TEXT PASSAGE -
In the official SBOL specification document, classes and their properties are represented as box diagrams. Each box represents an SBOL class and its attributes. Following is an example of the diagram for the ComponentDefinition class which will be referred to in later sections. These class diagrams follow conventions of the Unified Modeling Language.

_images/component_definition_uml.png

As introduced in the previous section, SBOL objects are identified by a uniform resource identifier (URI). When a new object is constructed, the user must assign a unique identity. The identity is ALWAYS the first argument supplied to the constructor of an SBOL object. Depending on which configuration options for pySBOL are specified, different algorithms are applied to form the complete URI of the object. The following examples illustrate these different configuration options.

The first set of configuration options demonstrates ‘open-world’ mode, which means that URIs are explicitly specified in full by the user, and the user is free to use whatever convention or conventions they want to form URIs. Open-world configuration can be useful sometimes when integrating data objects derived from multiple files or web resources, because it makes no assumptions about the format of URIs.

SHORT EXERCISE 1 - Count the lines in the records below that contain the word "panel". Reply with the number only.

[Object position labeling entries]

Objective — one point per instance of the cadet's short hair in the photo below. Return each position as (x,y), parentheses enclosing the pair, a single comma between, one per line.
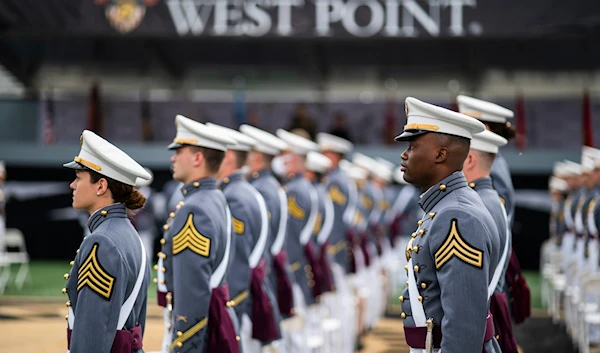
(487,159)
(121,192)
(213,157)
(240,158)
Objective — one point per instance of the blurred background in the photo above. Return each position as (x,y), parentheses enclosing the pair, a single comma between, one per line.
(125,68)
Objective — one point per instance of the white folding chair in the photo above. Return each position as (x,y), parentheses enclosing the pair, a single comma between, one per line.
(13,238)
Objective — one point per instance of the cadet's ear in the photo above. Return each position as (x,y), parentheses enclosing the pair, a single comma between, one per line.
(442,155)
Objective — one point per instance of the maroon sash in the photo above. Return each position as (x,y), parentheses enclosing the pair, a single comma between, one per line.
(364,245)
(309,251)
(264,325)
(161,297)
(351,259)
(285,297)
(415,336)
(502,324)
(327,284)
(519,291)
(222,337)
(126,341)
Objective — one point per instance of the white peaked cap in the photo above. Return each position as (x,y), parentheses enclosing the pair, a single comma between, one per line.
(559,170)
(487,141)
(591,153)
(243,142)
(557,184)
(423,117)
(399,176)
(363,161)
(382,171)
(353,172)
(191,132)
(266,142)
(329,142)
(483,110)
(298,144)
(572,168)
(317,162)
(103,157)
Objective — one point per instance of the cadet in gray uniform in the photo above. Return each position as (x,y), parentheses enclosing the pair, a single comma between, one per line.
(342,192)
(477,166)
(108,282)
(316,166)
(252,297)
(197,247)
(259,161)
(302,213)
(495,118)
(453,253)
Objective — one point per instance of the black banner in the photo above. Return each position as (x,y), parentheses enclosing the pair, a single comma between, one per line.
(300,18)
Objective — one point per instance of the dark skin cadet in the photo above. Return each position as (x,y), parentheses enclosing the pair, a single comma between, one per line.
(431,157)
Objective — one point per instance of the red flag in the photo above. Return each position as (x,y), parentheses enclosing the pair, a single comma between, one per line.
(587,128)
(520,118)
(95,122)
(390,122)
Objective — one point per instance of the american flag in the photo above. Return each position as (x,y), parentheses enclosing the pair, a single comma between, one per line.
(48,133)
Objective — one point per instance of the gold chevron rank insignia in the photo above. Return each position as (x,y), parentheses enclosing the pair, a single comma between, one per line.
(318,223)
(92,274)
(294,209)
(456,246)
(336,195)
(238,226)
(189,238)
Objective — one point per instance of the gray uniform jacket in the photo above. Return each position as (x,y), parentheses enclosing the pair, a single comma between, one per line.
(269,187)
(502,181)
(492,202)
(454,251)
(342,192)
(194,244)
(302,211)
(246,220)
(103,275)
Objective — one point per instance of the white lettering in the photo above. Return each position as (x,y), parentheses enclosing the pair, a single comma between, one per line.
(391,15)
(186,17)
(261,18)
(414,11)
(328,12)
(224,15)
(375,24)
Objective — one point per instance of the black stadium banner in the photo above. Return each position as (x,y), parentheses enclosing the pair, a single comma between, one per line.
(299,18)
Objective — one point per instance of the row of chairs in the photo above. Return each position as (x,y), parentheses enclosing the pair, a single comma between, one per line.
(13,252)
(571,294)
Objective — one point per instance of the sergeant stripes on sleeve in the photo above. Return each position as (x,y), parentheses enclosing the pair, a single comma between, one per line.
(94,276)
(456,246)
(189,238)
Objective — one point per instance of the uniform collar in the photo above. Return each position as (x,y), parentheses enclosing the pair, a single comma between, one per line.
(481,184)
(261,174)
(200,184)
(116,210)
(293,177)
(232,178)
(436,193)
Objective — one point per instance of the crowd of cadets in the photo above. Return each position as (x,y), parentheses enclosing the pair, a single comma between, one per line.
(276,243)
(570,258)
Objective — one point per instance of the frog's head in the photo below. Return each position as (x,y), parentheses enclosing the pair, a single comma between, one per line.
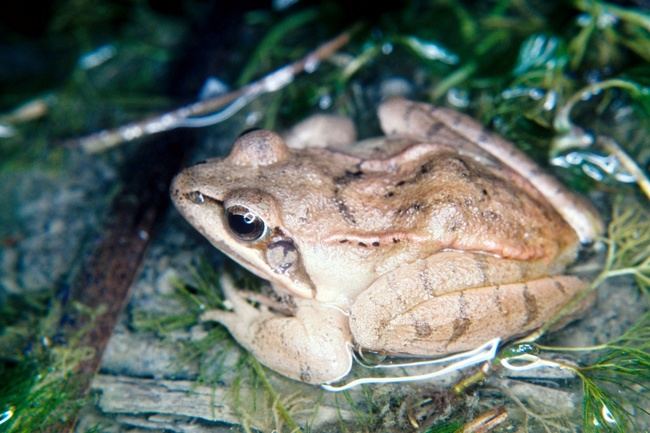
(230,202)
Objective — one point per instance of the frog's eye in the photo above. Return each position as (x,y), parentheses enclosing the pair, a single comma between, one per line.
(244,224)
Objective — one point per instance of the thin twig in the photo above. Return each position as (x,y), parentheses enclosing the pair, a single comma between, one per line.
(630,165)
(276,80)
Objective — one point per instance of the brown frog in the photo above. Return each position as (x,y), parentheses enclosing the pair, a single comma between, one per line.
(430,240)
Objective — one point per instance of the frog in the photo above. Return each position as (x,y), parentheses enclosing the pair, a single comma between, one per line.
(427,240)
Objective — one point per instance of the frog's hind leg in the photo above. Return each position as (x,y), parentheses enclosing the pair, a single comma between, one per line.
(456,301)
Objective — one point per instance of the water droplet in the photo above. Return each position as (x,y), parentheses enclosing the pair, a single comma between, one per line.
(311,64)
(607,415)
(196,197)
(6,415)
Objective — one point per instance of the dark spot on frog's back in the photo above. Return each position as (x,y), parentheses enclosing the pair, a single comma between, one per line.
(348,177)
(422,329)
(530,303)
(460,167)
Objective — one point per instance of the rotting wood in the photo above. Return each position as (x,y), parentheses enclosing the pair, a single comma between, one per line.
(103,140)
(149,398)
(104,283)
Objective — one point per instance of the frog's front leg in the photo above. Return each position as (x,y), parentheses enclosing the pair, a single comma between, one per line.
(313,346)
(455,301)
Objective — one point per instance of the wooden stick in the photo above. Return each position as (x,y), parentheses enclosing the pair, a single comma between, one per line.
(276,80)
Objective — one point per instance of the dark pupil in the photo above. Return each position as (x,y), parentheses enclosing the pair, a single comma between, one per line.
(245,224)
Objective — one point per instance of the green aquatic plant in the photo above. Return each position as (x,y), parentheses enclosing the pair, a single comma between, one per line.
(622,364)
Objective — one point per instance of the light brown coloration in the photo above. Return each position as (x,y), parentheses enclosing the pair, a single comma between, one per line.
(426,241)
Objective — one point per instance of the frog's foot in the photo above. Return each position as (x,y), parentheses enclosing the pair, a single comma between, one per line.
(312,346)
(322,130)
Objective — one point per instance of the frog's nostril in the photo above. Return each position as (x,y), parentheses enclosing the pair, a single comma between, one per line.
(195,197)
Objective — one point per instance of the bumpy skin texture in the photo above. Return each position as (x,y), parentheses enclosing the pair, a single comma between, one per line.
(427,241)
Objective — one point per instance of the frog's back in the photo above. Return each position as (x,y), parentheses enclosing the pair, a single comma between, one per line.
(454,200)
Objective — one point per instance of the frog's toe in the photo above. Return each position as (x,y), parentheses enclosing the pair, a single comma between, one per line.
(234,299)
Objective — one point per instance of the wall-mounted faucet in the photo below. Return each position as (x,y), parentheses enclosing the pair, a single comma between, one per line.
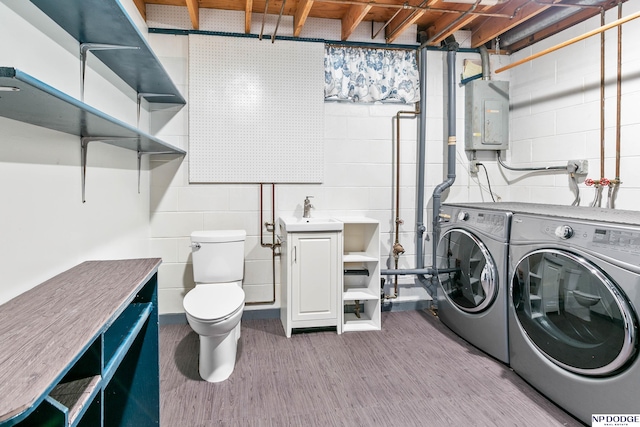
(307,207)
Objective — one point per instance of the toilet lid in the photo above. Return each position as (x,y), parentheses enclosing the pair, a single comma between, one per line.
(213,301)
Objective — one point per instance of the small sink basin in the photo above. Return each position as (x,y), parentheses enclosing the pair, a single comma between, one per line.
(292,224)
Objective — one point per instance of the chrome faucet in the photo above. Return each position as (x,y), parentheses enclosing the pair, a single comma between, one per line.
(307,207)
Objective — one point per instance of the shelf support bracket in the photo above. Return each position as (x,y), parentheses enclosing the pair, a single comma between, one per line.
(85,48)
(84,146)
(148,95)
(140,153)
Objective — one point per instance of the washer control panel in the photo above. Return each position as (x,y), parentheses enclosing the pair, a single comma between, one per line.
(494,223)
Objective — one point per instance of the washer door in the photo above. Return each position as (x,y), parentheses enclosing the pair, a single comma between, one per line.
(573,312)
(466,271)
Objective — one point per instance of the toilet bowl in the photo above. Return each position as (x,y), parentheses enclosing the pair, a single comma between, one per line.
(215,306)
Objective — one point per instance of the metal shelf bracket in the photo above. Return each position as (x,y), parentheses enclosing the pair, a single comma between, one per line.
(85,48)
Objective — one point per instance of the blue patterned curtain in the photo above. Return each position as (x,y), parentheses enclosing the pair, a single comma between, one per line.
(371,75)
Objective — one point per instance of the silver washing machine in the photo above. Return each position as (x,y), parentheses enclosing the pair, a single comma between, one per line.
(573,302)
(472,274)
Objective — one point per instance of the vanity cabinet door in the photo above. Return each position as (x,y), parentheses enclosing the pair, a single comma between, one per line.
(314,269)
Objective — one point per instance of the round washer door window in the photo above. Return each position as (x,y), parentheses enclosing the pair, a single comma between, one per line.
(573,313)
(466,271)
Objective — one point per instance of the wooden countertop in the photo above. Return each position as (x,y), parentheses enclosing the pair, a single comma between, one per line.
(44,330)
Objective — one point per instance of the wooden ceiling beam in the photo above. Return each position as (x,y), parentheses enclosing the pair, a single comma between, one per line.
(142,8)
(352,19)
(449,23)
(194,13)
(248,8)
(401,23)
(489,28)
(302,12)
(543,33)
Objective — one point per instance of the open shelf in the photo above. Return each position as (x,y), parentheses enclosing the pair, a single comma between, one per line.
(358,257)
(77,395)
(358,293)
(32,101)
(121,334)
(361,280)
(106,22)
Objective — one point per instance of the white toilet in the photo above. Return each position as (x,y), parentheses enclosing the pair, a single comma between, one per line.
(214,307)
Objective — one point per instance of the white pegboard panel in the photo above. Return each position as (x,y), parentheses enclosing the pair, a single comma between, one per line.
(256,110)
(161,16)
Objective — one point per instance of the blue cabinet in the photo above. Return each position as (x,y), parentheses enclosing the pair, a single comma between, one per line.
(88,372)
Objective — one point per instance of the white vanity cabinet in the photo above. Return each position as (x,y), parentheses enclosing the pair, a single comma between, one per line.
(311,280)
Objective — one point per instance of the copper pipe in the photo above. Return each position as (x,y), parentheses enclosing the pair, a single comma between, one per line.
(581,6)
(397,247)
(405,6)
(602,93)
(273,36)
(273,245)
(571,41)
(618,96)
(264,16)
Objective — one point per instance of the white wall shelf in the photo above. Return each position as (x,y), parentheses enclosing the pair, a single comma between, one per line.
(27,99)
(106,22)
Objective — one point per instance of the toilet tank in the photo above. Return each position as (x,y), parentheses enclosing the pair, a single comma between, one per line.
(218,255)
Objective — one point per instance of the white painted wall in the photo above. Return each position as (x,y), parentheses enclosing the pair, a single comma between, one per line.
(44,226)
(358,161)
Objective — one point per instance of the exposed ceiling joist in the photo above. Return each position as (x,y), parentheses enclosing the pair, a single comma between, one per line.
(352,19)
(487,20)
(299,19)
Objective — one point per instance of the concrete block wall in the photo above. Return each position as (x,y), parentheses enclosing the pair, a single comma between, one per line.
(555,114)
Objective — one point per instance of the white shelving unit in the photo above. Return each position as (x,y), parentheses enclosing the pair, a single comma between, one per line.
(361,269)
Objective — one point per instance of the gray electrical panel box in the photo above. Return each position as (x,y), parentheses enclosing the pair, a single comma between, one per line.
(486,115)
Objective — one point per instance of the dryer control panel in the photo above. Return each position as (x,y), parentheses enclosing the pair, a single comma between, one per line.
(616,242)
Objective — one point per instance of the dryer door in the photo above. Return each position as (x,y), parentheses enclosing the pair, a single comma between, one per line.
(466,271)
(573,312)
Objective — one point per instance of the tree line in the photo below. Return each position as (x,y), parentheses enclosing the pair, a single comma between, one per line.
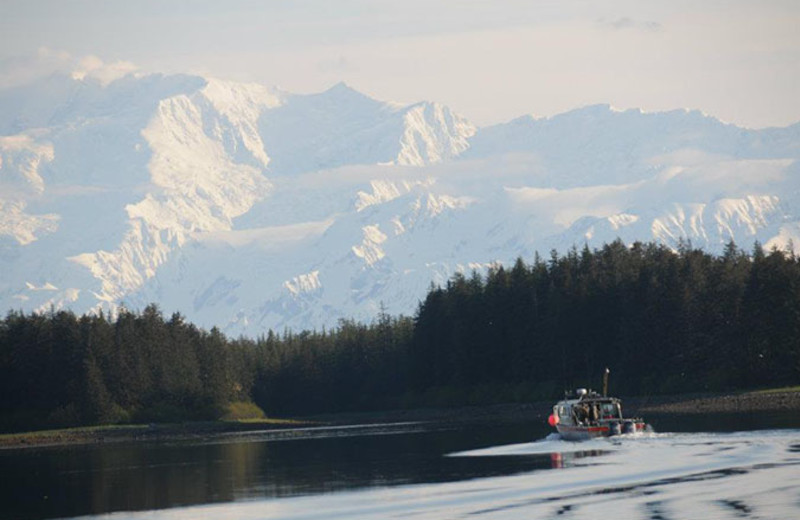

SHORT EXERCISE 2 - Reproduce the entire SBOL passage above word for word.

EXERCISE SOLUTION 1 - 4

EXERCISE SOLUTION 2 -
In the official SBOL specification document, classes and their properties are represented as box diagrams. Each box represents an SBOL class and its attributes. Following is an example of the diagram for the ComponentDefinition class which will be referred to in later sections. These class diagrams follow conventions of the Unified Modeling Language.

_images/component_definition_uml.png

As introduced in the previous section, SBOL objects are identified by a uniform resource identifier (URI). When a new object is constructed, the user must assign a unique identity. The identity is ALWAYS the first argument supplied to the constructor of an SBOL object. Depending on which configuration options for pySBOL are specified, different algorithms are applied to form the complete URI of the object. The following examples illustrate these different configuration options.

The first set of configuration options demonstrates ‘open-world’ mode, which means that URIs are explicitly specified in full by the user, and the user is free to use whatever convention or conventions they want to form URIs. Open-world configuration can be useful sometimes when integrating data objects derived from multiple files or web resources, because it makes no assumptions about the format of URIs.